**TAREFA PROPOSTA:**
Responda, com base no texto sobre programas sociais, às perguntas abaixo.
(a) Que efeito pode ter sobre o indivíduo um longo período de permanência atrelado a um programa de assistência?
(b) Em quais governos houve um grande processo de distribuição de renda via programas sociais?
(c) Qual critério estabelecido pelo programa Bolsa Família é citado?

**DOCUMENTO DE ORIGEM:**
Esse tipo de auxílio estatal acaba sendo uma faca de dois gumes, pois, ao tempo que funciona como auxílio e incentivo – ou seja, como uma garantia de que o cidadão não será exposto à ameaça de completa degradação financeira –, com o tempo pode comprometer a dignidade do assistido pelos programas sociais do Estado. Um longo período de permanência, atrelado a um programa de assistência, pode deixar o indivíduo marcado, em razão da perda da dignidade, e deixá-lo com sentimento de degradação por não conseguir manter a própria subsistência. Nos recentes governos petistas de Lula e Dilma Rouseff houve um grande processo de distribuição de renda via programas sociais (Bolsa família, por exemplo). Embora a quantia não fosse das mais significativas, ele se caracterizou como uma reparação socioeconômica sobre uma parcela da população que se encontrava abaixo da linha de pobreza. O programa Bolsa Família não incorreu no erro de parecer que se tratava de uma simples “doação” governamental. Um dos critérios estabelecidos pelo programa, o da frequência escolar pelas crianças ligadas às famílias assistidas, contribuiu para a construção de aspecto de seriedade que não se vinculava apenas a uma mera transferência de valores monetários ao estilo de assistencialismo.

**TRECHOS DE DADOS:**
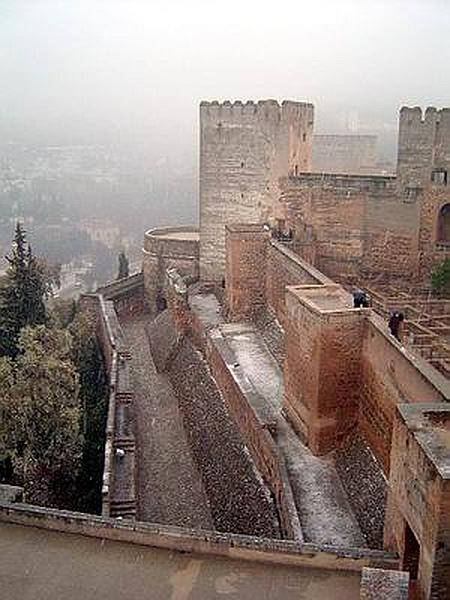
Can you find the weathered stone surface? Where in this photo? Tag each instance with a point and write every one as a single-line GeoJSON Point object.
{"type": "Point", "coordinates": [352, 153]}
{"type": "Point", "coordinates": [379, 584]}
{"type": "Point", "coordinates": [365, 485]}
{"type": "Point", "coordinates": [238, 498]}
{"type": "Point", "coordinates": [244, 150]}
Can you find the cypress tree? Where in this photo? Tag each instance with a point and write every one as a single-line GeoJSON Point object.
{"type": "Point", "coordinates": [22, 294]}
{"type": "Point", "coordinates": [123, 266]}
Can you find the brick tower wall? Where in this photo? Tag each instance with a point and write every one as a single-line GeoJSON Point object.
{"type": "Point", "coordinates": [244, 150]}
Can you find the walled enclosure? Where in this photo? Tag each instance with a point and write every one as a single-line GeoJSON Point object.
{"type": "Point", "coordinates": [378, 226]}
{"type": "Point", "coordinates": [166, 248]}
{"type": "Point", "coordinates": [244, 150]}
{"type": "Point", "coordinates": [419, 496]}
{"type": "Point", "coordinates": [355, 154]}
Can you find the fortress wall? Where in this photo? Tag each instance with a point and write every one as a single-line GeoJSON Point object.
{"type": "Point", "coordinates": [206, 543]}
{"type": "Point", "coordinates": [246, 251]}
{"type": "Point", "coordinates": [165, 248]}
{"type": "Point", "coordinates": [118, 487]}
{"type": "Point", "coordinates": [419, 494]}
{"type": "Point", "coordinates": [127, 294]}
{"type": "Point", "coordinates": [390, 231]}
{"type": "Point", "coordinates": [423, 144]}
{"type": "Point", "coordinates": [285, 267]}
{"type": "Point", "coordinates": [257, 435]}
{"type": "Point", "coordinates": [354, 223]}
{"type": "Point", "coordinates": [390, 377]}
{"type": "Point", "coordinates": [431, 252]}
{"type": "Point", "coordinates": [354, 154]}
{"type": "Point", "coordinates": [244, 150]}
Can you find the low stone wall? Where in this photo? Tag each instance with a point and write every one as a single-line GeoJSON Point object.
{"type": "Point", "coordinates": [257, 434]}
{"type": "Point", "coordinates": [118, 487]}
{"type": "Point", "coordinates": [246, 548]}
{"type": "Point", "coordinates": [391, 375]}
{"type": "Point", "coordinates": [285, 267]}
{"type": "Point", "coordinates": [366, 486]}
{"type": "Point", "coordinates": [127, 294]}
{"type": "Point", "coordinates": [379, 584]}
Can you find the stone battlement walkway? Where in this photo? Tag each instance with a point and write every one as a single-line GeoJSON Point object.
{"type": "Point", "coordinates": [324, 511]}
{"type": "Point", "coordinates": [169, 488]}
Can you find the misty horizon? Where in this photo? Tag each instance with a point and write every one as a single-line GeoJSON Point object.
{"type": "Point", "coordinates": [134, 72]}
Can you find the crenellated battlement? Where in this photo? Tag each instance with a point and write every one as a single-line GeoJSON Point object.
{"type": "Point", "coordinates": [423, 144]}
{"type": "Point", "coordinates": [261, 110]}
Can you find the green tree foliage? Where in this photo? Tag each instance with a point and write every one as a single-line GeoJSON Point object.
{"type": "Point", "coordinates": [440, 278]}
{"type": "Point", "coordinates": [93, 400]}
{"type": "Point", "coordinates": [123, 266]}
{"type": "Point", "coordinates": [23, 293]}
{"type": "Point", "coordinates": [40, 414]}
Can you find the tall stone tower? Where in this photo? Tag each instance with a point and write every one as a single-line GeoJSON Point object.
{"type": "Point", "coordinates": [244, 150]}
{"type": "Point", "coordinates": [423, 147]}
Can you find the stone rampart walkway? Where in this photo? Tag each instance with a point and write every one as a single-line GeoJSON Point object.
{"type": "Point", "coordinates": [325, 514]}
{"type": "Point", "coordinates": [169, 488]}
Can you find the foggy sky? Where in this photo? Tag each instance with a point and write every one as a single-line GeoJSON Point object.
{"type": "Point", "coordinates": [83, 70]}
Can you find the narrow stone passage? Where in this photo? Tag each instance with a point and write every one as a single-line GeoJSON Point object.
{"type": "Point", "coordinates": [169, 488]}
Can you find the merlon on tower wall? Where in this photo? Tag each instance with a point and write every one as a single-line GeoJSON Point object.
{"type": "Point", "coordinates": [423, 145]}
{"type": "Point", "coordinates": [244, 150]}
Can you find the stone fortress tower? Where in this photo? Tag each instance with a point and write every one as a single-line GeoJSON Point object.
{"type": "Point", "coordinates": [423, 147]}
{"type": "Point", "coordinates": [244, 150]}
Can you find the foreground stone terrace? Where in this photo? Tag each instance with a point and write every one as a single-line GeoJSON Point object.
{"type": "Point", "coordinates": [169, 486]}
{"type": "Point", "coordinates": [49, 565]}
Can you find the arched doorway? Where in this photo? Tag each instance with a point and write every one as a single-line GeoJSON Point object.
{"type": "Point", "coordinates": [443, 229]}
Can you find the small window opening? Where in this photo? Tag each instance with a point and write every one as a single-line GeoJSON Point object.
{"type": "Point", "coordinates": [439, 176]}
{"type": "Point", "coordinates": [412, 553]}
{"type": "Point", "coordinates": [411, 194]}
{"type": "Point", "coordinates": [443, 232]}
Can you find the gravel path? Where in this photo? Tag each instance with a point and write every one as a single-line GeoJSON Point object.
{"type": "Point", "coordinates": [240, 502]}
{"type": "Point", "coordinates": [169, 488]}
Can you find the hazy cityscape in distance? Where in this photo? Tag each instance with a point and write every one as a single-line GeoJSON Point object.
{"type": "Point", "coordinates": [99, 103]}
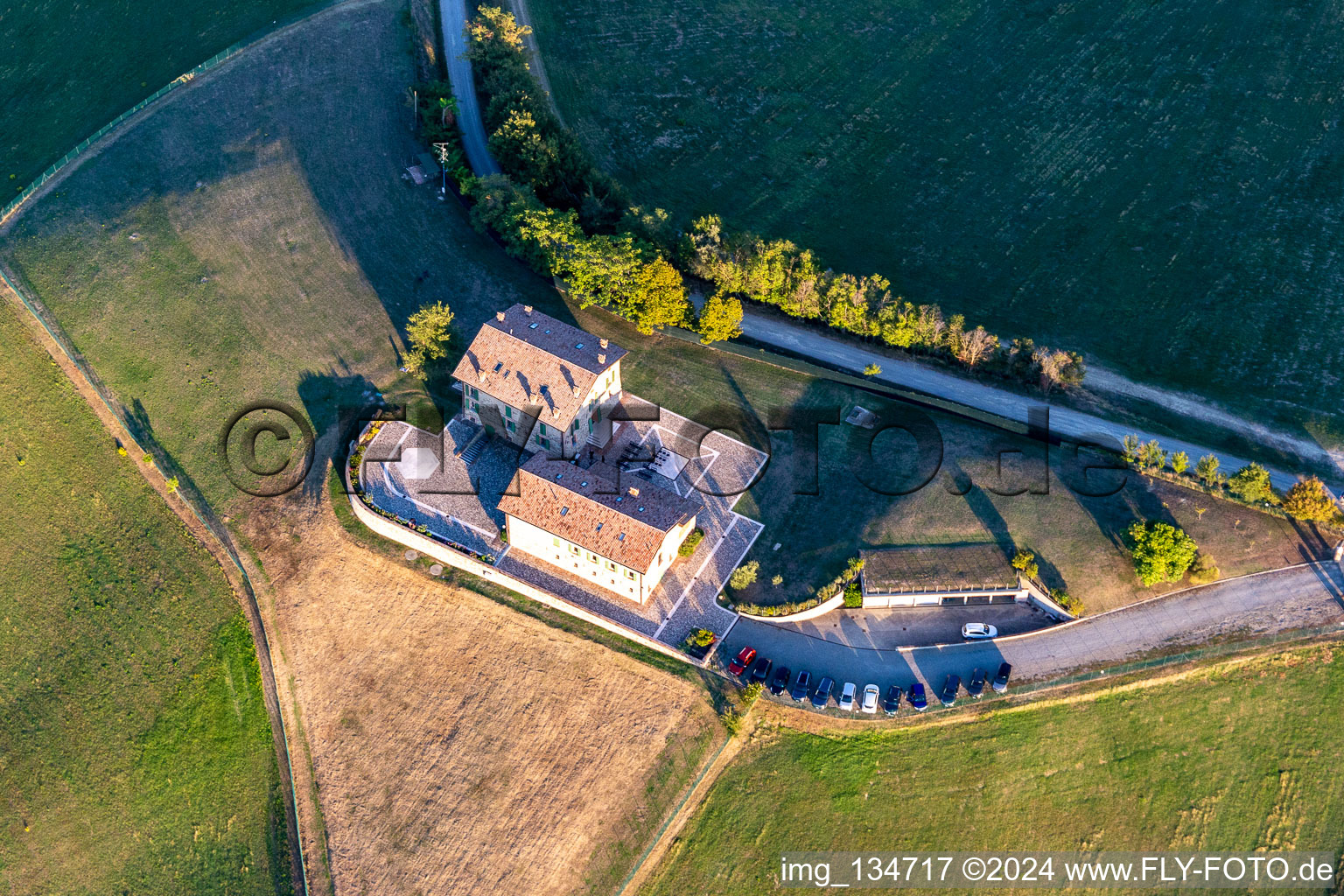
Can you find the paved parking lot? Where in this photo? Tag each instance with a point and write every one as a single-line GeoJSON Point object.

==

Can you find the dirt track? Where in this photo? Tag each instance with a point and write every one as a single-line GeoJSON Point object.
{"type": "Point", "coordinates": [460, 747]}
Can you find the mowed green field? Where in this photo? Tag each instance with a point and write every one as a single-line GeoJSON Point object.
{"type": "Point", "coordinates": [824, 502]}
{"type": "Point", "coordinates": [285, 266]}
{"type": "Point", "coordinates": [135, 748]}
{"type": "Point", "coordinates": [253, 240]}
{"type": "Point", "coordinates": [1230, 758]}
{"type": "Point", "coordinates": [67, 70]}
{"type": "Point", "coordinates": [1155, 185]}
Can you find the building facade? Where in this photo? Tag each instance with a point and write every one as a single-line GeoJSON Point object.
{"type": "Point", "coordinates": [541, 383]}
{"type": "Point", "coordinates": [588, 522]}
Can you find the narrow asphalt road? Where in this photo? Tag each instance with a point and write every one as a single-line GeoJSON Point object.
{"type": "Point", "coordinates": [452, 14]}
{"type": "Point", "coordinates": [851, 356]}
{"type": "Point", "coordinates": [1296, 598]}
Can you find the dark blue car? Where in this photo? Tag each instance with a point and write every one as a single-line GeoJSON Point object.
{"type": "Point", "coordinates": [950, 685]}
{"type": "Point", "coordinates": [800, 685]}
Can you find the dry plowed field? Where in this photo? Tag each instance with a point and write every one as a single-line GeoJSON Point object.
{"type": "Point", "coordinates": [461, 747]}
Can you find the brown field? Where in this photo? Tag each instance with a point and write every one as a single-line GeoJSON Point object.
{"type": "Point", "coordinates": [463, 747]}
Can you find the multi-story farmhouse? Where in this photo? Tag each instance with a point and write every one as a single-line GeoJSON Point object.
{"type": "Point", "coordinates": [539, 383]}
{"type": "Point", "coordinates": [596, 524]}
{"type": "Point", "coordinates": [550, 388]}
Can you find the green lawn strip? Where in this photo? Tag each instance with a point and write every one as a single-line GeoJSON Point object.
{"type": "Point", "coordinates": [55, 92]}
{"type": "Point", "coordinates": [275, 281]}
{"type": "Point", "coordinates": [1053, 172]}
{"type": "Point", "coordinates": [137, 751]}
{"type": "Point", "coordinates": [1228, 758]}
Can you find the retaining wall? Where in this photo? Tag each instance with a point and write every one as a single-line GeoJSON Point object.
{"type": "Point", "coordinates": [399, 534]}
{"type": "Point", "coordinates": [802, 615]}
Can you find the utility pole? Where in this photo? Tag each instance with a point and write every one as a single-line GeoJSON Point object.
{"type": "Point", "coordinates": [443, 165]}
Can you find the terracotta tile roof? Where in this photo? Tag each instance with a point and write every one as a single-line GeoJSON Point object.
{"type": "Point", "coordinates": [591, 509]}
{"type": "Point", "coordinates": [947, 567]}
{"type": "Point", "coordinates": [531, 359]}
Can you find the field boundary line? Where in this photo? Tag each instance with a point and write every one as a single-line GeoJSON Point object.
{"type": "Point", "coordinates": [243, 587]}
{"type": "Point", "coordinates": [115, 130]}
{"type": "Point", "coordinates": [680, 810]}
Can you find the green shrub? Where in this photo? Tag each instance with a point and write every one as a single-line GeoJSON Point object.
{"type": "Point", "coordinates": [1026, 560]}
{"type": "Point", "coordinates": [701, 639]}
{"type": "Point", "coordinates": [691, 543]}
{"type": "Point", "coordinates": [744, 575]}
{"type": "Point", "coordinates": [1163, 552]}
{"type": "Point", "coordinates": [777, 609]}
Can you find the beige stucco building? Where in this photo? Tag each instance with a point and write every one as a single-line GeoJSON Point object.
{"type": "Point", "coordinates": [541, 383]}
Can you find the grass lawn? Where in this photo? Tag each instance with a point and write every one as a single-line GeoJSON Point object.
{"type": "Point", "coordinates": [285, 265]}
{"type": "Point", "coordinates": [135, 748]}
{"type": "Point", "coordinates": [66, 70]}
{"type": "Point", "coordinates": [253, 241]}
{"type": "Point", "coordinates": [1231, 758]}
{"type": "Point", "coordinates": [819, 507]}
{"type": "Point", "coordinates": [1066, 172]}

**RESPOSTA AO EXERCÍCIO:**
(a) Pode deixá-lo marcado, em razão da perda da dignidade, e com sentimento de degradação por não conseguir manter a própria subsistência.
(b) Nos recentes governos petistas de Lula e Dilma Rouseff.
(c) A frequência escolar pelas crianças ligadas às famílias assistidas.